## Stated goal
Collect every line in the data below that contains the string "sign" and copy each of those lines in full.

## Dataset content
^^^^
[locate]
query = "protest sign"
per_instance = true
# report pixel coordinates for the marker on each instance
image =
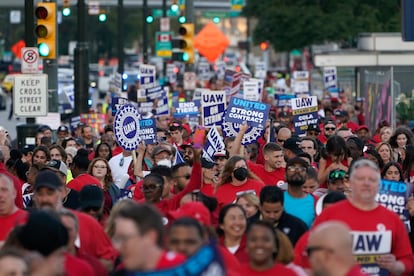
(305, 112)
(186, 109)
(232, 82)
(214, 142)
(213, 105)
(207, 262)
(117, 102)
(393, 196)
(252, 112)
(330, 77)
(126, 127)
(147, 76)
(148, 131)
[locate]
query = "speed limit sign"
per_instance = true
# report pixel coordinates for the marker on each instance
(30, 60)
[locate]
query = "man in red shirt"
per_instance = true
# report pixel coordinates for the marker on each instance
(273, 171)
(330, 250)
(10, 214)
(49, 192)
(139, 237)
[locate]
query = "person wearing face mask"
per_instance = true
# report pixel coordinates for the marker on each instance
(236, 178)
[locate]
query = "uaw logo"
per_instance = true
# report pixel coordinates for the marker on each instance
(126, 126)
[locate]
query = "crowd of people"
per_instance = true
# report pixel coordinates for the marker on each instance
(77, 203)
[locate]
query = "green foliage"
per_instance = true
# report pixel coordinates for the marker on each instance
(290, 24)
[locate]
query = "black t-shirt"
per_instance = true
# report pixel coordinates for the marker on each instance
(72, 200)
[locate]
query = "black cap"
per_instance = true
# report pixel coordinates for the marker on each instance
(91, 196)
(47, 179)
(293, 144)
(297, 160)
(207, 164)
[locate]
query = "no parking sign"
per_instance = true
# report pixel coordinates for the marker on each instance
(126, 127)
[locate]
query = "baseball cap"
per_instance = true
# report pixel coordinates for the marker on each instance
(207, 164)
(195, 210)
(58, 166)
(159, 149)
(296, 160)
(313, 127)
(336, 174)
(91, 196)
(63, 129)
(363, 127)
(293, 144)
(340, 113)
(47, 179)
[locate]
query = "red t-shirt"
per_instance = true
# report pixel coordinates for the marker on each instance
(277, 269)
(226, 193)
(7, 223)
(271, 178)
(83, 180)
(169, 259)
(77, 267)
(387, 227)
(93, 239)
^^^^
## Response to this exercise
query = "protest sign"
query = "speed limit sign"
query = "no parking sign"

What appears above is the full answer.